Este tipo de convenios continúan. El último que puede encontrarse en el Portal de Transparencia es del 8 de noviembre de 2017. La ONG recibe 1.125.000 euros por su “colaboración”. Decenas de contratos por su colaboración en frontera, Centros de Estancia Temporal (CETI) y otras dependencias vinculan al Estado con la entidad.

Ley de asilo

La Ley de Asilo también trajo novedades restrictivas que han clausurado la posibilidad de vías seguras de acceso al Estado español para miles de personas, obligándolas a recorrer tortuosas distancias, un camino que muchas veces termina en la inevitable muerte. No solo cerró la posibilidad de solicitar protección internacional a los ciudadanos de los países de la Unión, sino que, sobre todo, las embajadas españolas en el extranjero dejaron de recibir y tramitar solicitudes de asilo. También se limitó la protección a las personas que sufren persecución por motivos de género. El reglamento de la ley, que debía sancionarse en seis meses, sigue sin existir nueve años después.

» Lista de actividades:
• a. Según el texto sobre la Ley de Asilo, ¿qué dejaron de hacer las embajadas españolas en el extranjero?
• b. Retoma el texto sobre la Ley de Asilo a partir de su última oración y escribe uno o dos párrafos más.
El material procede de una fuente distinta a la del texto sobre la Ley de Asilo.

» Datos registrados:

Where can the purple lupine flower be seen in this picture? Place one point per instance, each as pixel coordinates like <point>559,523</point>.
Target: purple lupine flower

» Respuestas:
• a. Dejaron de recibir y tramitar solicitudes de asilo.

• b.
Coincidiendo con estas medidas, el Gobierno de Zapatero restringió el acceso a la península de quienes solicitaran protección en Ceuta y Melilla, hasta tanto su solicitud no tuviera una resolución. La presentación de solicitudes cayó en forma abrupta e incluso hubo quienes renunciaron a ellas por ser un obstáculo para salir.

Si algo faltaba para cerrar definitivamente las puertas a quienes quisieran pedir protección en el Estado español fue la medida adoptada por el Ejecutivo en octubre de 2011. Cuando 28 personas de origen sirio procedentes de Argelia y rumbo a otros destinos aprovecharon el tránsito en Barajas para pedir asilo, la respuesta no se hizo esperar: el Gobierno socialista impuso la exigencia de visado de tránsito aeroportuario para toda persona originaria de aquel país.

Apenas cinco meses antes el diario británico The Guardian desvelaba que barcos de la OTAN habían negado auxilio a una embarcación con 72 personas que había partido de Libia rumbo a Italia, 61 de ellos (20 mujeres y 2 niños) murieron a causa del hambre y la sed. Como este viernes, que un centenar (entre ellos, tres bebés) perdió la vida por la negativa de las autoridades libias e italianas de pedir ayuda a los barcos de rescate de las ONG presentes en la zona.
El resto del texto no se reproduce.